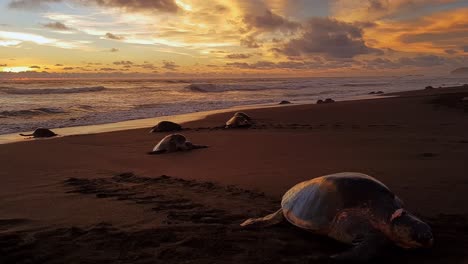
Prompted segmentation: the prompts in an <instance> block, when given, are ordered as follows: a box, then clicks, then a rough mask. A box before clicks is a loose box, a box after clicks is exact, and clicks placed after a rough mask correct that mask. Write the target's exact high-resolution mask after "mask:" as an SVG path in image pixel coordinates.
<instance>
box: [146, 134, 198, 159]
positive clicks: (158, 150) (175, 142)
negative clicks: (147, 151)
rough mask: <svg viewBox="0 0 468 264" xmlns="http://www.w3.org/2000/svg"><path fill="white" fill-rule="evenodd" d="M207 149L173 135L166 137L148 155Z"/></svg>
mask: <svg viewBox="0 0 468 264" xmlns="http://www.w3.org/2000/svg"><path fill="white" fill-rule="evenodd" d="M199 148H207V146H200V145H194V144H192V142H190V141H187V139H186V138H185V137H184V136H183V135H181V134H172V135H168V136H166V137H164V138H163V139H161V141H159V143H158V144H157V145H156V146H155V147H154V148H153V151H151V152H148V154H162V153H168V152H175V151H186V150H191V149H199Z"/></svg>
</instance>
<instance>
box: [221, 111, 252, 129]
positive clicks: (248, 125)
mask: <svg viewBox="0 0 468 264" xmlns="http://www.w3.org/2000/svg"><path fill="white" fill-rule="evenodd" d="M252 124H253V123H252V119H251V118H250V116H248V115H247V114H245V113H242V112H237V113H235V114H234V116H233V117H231V119H229V120H228V121H227V122H226V128H245V127H250V126H252Z"/></svg>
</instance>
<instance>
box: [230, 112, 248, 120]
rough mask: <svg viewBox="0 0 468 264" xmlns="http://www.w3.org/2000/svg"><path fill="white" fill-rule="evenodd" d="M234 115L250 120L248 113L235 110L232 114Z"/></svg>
mask: <svg viewBox="0 0 468 264" xmlns="http://www.w3.org/2000/svg"><path fill="white" fill-rule="evenodd" d="M234 116H242V117H243V118H245V119H247V120H249V121H252V118H251V117H250V116H249V115H248V114H246V113H244V112H236V113H235V114H234Z"/></svg>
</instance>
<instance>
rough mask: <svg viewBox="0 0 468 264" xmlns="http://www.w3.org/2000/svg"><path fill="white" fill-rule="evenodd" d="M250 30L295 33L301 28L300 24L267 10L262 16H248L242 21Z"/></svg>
mask: <svg viewBox="0 0 468 264" xmlns="http://www.w3.org/2000/svg"><path fill="white" fill-rule="evenodd" d="M242 21H243V22H244V24H245V25H246V26H247V29H248V30H251V29H259V30H262V31H274V30H283V31H294V30H296V29H297V28H299V27H300V24H299V23H296V22H293V21H289V20H287V19H286V18H284V17H282V16H280V15H277V14H275V13H273V12H271V11H270V10H266V11H265V13H263V14H262V15H246V16H244V19H243V20H242Z"/></svg>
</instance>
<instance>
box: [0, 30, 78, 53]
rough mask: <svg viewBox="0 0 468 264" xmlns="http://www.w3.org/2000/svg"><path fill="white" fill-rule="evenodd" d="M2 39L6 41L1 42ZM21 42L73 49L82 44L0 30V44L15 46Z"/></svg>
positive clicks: (20, 42) (44, 37)
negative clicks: (28, 42) (15, 45)
mask: <svg viewBox="0 0 468 264" xmlns="http://www.w3.org/2000/svg"><path fill="white" fill-rule="evenodd" d="M2 39H5V40H6V41H4V43H2ZM23 42H32V43H35V44H38V45H45V46H54V47H58V48H63V49H74V48H78V47H81V46H82V43H81V42H77V41H66V40H58V39H54V38H48V37H44V36H42V35H38V34H30V33H23V32H11V31H0V46H15V45H18V44H21V43H23ZM2 44H3V45H2Z"/></svg>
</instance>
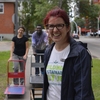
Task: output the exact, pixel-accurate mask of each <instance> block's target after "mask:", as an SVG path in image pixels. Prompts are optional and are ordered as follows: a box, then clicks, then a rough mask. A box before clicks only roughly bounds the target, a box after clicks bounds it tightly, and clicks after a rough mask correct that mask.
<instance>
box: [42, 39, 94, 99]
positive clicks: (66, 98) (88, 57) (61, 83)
mask: <svg viewBox="0 0 100 100" xmlns="http://www.w3.org/2000/svg"><path fill="white" fill-rule="evenodd" d="M54 45H55V44H54V43H53V44H52V45H51V46H49V47H48V48H47V49H46V51H45V57H44V65H45V71H44V85H43V97H42V100H47V97H46V96H47V90H48V86H49V83H48V79H47V74H46V67H47V64H48V61H49V58H50V54H51V52H52V49H53V46H54ZM61 100H95V99H94V95H93V91H92V86H91V55H90V54H89V53H88V51H87V49H86V48H84V47H83V46H82V45H80V44H79V43H78V42H76V41H75V40H74V39H73V38H70V53H69V55H68V58H66V59H65V60H64V66H63V71H62V80H61Z"/></svg>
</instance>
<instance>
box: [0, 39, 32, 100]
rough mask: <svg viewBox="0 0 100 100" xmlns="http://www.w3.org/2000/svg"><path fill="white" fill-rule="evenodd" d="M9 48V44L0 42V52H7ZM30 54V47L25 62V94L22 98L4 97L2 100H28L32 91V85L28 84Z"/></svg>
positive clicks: (28, 82)
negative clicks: (26, 58)
mask: <svg viewBox="0 0 100 100" xmlns="http://www.w3.org/2000/svg"><path fill="white" fill-rule="evenodd" d="M10 48H11V42H10V41H9V42H5V41H0V51H9V50H10ZM31 54H32V48H31V47H30V49H29V53H28V59H27V62H26V86H25V88H26V93H25V94H24V95H23V96H14V97H13V96H11V98H10V99H7V98H6V97H5V99H4V100H30V90H31V89H32V85H31V84H30V83H29V79H30V64H31V62H30V56H31Z"/></svg>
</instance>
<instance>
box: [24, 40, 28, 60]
mask: <svg viewBox="0 0 100 100" xmlns="http://www.w3.org/2000/svg"><path fill="white" fill-rule="evenodd" d="M28 51H29V42H28V41H27V42H26V52H25V55H24V56H23V58H24V59H27V56H28Z"/></svg>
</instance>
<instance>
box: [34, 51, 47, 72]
mask: <svg viewBox="0 0 100 100" xmlns="http://www.w3.org/2000/svg"><path fill="white" fill-rule="evenodd" d="M44 51H45V50H36V51H35V52H36V53H44ZM40 60H41V63H43V62H44V55H35V62H36V63H40ZM43 71H44V68H41V73H42V74H43ZM35 74H39V68H35Z"/></svg>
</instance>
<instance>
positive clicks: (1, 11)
mask: <svg viewBox="0 0 100 100" xmlns="http://www.w3.org/2000/svg"><path fill="white" fill-rule="evenodd" d="M0 10H2V11H1V12H0V14H4V3H0Z"/></svg>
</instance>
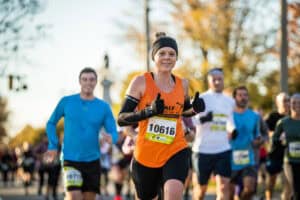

● **TASK DIRECTIONS**
Copy out the data above exactly, except the pictures.

● **COMPLETED EXERCISE**
Prompted segmentation: the prompts in an <instance> block, when given, are ordered as follows: a box, then clicks, then a rough mask. A box before clicks is a loose box, a box after clicks is exact, and clicks placed after a rough mask correct that mask. Write the target's exact high-resolution mask after "mask:" as an SVG path in image pixel coordinates.
<instance>
box: [146, 134, 198, 159]
positive clicks: (158, 150) (175, 142)
negative clicks: (147, 151)
rough mask: <svg viewBox="0 0 468 264" xmlns="http://www.w3.org/2000/svg"><path fill="white" fill-rule="evenodd" d="M207 149L173 135L166 137L148 155Z"/></svg>
mask: <svg viewBox="0 0 468 264" xmlns="http://www.w3.org/2000/svg"><path fill="white" fill-rule="evenodd" d="M199 148H207V146H200V145H194V144H192V142H190V141H187V139H186V138H185V137H184V136H183V135H181V134H172V135H168V136H166V137H164V138H163V139H161V141H159V143H158V144H157V145H156V146H155V147H154V148H153V151H151V152H148V154H162V153H168V152H175V151H186V150H191V149H199Z"/></svg>
</instance>
<instance>
box: [221, 111, 252, 129]
positive clicks: (248, 125)
mask: <svg viewBox="0 0 468 264" xmlns="http://www.w3.org/2000/svg"><path fill="white" fill-rule="evenodd" d="M252 124H253V123H252V119H251V118H250V116H248V115H247V114H245V113H242V112H237V113H235V114H234V116H233V117H231V119H229V120H228V121H227V122H226V128H245V127H250V126H252Z"/></svg>
</instance>
<instance>
box: [230, 112, 248, 120]
rough mask: <svg viewBox="0 0 468 264" xmlns="http://www.w3.org/2000/svg"><path fill="white" fill-rule="evenodd" d="M234 115L250 120L248 113L235 110L232 114Z"/></svg>
mask: <svg viewBox="0 0 468 264" xmlns="http://www.w3.org/2000/svg"><path fill="white" fill-rule="evenodd" d="M234 116H242V117H243V118H245V119H247V120H249V121H252V118H251V117H250V116H249V115H248V114H246V113H244V112H236V113H235V114H234Z"/></svg>
</instance>
<instance>
rough mask: <svg viewBox="0 0 468 264" xmlns="http://www.w3.org/2000/svg"><path fill="white" fill-rule="evenodd" d="M250 30L295 33L301 28L300 24L267 10L262 16H248L242 21Z"/></svg>
mask: <svg viewBox="0 0 468 264" xmlns="http://www.w3.org/2000/svg"><path fill="white" fill-rule="evenodd" d="M242 21H243V22H244V24H245V25H246V26H247V29H248V30H251V29H259V30H262V31H274V30H283V31H294V30H296V29H297V28H299V27H300V24H299V23H296V22H293V21H289V20H287V19H286V18H284V17H282V16H280V15H277V14H275V13H273V12H271V11H270V10H266V11H265V13H263V14H262V15H246V16H244V19H243V20H242Z"/></svg>
</instance>
<instance>
box: [0, 30, 78, 53]
rough mask: <svg viewBox="0 0 468 264" xmlns="http://www.w3.org/2000/svg"><path fill="white" fill-rule="evenodd" d="M2 39L6 41L1 42ZM21 42L73 49L82 44L0 30V44L15 46Z"/></svg>
positive clicks: (20, 42) (44, 37)
negative clicks: (28, 42) (15, 45)
mask: <svg viewBox="0 0 468 264" xmlns="http://www.w3.org/2000/svg"><path fill="white" fill-rule="evenodd" d="M2 39H5V40H6V41H4V43H2ZM23 42H32V43H35V44H38V45H45V46H54V47H58V48H63V49H74V48H78V47H81V46H82V43H81V42H77V41H66V40H58V39H54V38H48V37H44V36H42V35H38V34H30V33H23V32H11V31H0V46H15V45H18V44H21V43H23ZM2 44H3V45H2Z"/></svg>
</instance>
Task: output the exact, pixel-accurate mask of each <instance> block's target after "mask:", as an SVG path in image pixels. Prompts are optional and are ordered as follows: a box, then clicks, then a rough mask. A box before clicks only roughly bounds the target, a box after clicks bounds it tightly, and clicks after a rough mask correct that mask.
<instance>
box: [42, 39, 94, 99]
positive clicks: (66, 98) (88, 57) (61, 83)
mask: <svg viewBox="0 0 100 100" xmlns="http://www.w3.org/2000/svg"><path fill="white" fill-rule="evenodd" d="M54 45H55V44H54V43H53V44H52V45H51V46H49V47H48V48H47V49H46V51H45V57H44V65H45V71H44V85H43V97H42V100H47V97H46V96H47V90H48V86H49V83H48V79H47V74H46V67H47V64H48V61H49V58H50V54H51V52H52V49H53V46H54ZM61 100H95V99H94V95H93V91H92V86H91V55H90V54H89V53H88V51H87V49H86V48H84V47H83V46H82V45H80V44H79V43H78V42H76V41H75V40H74V39H73V38H70V53H69V55H68V58H66V59H65V60H64V66H63V71H62V80H61Z"/></svg>
</instance>
<instance>
box: [0, 39, 32, 100]
rough mask: <svg viewBox="0 0 100 100" xmlns="http://www.w3.org/2000/svg"><path fill="white" fill-rule="evenodd" d="M9 48V44L0 42V52H7ZM30 54V47L25 62V94L22 98L4 97L2 100H28L32 91V85L28 84Z"/></svg>
positive clicks: (28, 82)
negative clicks: (26, 58)
mask: <svg viewBox="0 0 100 100" xmlns="http://www.w3.org/2000/svg"><path fill="white" fill-rule="evenodd" d="M10 48H11V42H10V41H9V42H5V41H0V51H9V50H10ZM31 54H32V48H31V47H30V49H29V53H28V59H27V62H26V86H25V88H26V93H25V94H24V95H23V96H14V97H13V96H11V98H10V99H7V98H6V97H5V99H4V100H30V90H31V89H32V85H31V84H30V83H29V79H30V64H31V62H30V56H31Z"/></svg>
</instance>
<instance>
box: [24, 40, 28, 60]
mask: <svg viewBox="0 0 100 100" xmlns="http://www.w3.org/2000/svg"><path fill="white" fill-rule="evenodd" d="M28 51H29V42H28V41H27V42H26V52H25V55H24V56H23V58H24V59H27V56H28Z"/></svg>
</instance>
<instance>
box: [34, 51, 47, 72]
mask: <svg viewBox="0 0 100 100" xmlns="http://www.w3.org/2000/svg"><path fill="white" fill-rule="evenodd" d="M44 51H45V50H36V51H35V52H36V53H44ZM40 60H41V63H43V62H44V55H35V62H36V63H40ZM43 71H44V68H41V73H42V74H43ZM35 74H39V68H35Z"/></svg>
</instance>
<instance>
positive clicks: (1, 11)
mask: <svg viewBox="0 0 100 100" xmlns="http://www.w3.org/2000/svg"><path fill="white" fill-rule="evenodd" d="M0 10H2V11H1V12H0V14H4V3H0Z"/></svg>
</instance>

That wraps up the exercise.